PROBLEM TO SOLVE ▸ Starting at the line that contains "e.g. [(430, 195)]" and ending at the close of the entries, write the lines out again, replacing "dark pants" with "black trousers" and changing nothing else.

TASK INPUT ▸
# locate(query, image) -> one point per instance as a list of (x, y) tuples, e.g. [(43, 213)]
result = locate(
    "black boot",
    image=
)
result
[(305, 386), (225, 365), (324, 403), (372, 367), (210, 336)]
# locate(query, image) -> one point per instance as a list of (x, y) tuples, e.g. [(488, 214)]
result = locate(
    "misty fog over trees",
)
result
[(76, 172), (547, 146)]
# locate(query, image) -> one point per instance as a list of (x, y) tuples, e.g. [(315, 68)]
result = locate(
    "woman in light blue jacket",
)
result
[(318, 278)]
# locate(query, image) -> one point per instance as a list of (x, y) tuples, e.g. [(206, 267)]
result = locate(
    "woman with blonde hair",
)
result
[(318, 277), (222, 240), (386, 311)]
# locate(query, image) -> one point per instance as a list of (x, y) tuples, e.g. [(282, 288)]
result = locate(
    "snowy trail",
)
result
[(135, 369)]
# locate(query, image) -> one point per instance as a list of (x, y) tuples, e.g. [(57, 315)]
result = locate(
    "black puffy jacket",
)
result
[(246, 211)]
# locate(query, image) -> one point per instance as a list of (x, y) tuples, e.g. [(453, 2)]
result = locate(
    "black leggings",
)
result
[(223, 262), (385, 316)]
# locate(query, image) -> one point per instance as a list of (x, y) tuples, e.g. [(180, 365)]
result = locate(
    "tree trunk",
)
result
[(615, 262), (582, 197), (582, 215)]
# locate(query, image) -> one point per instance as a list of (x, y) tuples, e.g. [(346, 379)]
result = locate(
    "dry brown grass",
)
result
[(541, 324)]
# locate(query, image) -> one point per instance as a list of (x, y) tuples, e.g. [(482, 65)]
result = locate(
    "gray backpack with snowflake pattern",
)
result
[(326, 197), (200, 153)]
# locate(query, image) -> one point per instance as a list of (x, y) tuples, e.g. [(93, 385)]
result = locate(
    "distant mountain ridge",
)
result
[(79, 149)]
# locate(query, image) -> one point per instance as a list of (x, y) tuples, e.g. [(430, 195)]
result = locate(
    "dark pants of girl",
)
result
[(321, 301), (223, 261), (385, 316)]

RESULT OF THIS TASK ▸
# locate(query, image) -> one point per instance as a list of (x, y) tuples, e.g. [(430, 195)]
result = locate(
    "black trousers of girl",
)
result
[(321, 301), (223, 261), (385, 316)]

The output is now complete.